BEGIN ENTRIES SHOWN

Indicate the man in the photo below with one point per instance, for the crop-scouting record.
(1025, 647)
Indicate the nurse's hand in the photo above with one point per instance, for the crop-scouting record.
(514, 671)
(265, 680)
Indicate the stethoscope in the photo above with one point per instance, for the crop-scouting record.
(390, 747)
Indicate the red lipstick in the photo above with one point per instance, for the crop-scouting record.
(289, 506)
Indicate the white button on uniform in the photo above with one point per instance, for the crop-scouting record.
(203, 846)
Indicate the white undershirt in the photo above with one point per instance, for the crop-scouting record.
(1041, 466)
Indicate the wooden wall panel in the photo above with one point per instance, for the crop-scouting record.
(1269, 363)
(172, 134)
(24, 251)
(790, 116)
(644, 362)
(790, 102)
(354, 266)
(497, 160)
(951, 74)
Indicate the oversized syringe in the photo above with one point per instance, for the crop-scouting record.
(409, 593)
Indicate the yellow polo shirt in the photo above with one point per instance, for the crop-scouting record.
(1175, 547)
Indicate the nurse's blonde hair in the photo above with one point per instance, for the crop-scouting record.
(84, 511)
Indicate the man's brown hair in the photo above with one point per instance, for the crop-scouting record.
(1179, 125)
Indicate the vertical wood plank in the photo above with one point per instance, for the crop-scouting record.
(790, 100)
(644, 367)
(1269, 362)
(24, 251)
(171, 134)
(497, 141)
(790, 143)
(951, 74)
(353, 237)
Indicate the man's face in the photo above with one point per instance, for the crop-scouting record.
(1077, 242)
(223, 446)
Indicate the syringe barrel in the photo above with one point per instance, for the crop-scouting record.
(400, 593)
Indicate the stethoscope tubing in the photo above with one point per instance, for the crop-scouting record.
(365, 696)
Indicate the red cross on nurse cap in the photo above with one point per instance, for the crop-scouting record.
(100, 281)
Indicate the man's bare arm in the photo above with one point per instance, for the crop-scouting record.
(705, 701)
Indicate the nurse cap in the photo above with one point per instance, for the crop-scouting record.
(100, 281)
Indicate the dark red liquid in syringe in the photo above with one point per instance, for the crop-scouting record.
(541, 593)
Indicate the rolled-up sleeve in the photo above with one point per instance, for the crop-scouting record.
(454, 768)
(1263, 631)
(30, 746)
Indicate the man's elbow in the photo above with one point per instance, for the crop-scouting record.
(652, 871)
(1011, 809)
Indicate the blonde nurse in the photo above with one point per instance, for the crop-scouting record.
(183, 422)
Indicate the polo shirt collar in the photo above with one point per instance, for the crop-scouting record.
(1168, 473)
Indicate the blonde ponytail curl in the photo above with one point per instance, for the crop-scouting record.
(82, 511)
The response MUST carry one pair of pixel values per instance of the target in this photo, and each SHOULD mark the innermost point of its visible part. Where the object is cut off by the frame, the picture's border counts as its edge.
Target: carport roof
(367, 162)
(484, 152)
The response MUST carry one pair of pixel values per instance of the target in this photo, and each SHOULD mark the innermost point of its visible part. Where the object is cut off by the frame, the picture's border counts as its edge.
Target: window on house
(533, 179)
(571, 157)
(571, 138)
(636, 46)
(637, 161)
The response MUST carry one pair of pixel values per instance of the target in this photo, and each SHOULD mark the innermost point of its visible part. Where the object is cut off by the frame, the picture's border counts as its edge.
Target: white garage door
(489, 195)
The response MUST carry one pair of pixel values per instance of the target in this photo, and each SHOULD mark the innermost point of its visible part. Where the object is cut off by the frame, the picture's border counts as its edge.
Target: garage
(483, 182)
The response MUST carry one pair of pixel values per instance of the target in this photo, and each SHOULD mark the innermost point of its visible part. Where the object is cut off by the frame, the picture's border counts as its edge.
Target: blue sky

END ENTRIES SHOWN

- [EXERCISE] Render everything above from the line containing "Indicate the oversized" down to the line containing "(1175, 547)", both included, as a JSON list of strings with one string per line and blank lines omitted.

- [RESPONSE]
[
  "Indicate the oversized syringe in the photo above with one point per instance, for the crop-scouting record.",
  "(409, 593)",
  "Indicate the yellow polo shirt in the photo above with one point per instance, for the crop-scouting record.",
  "(1175, 547)"
]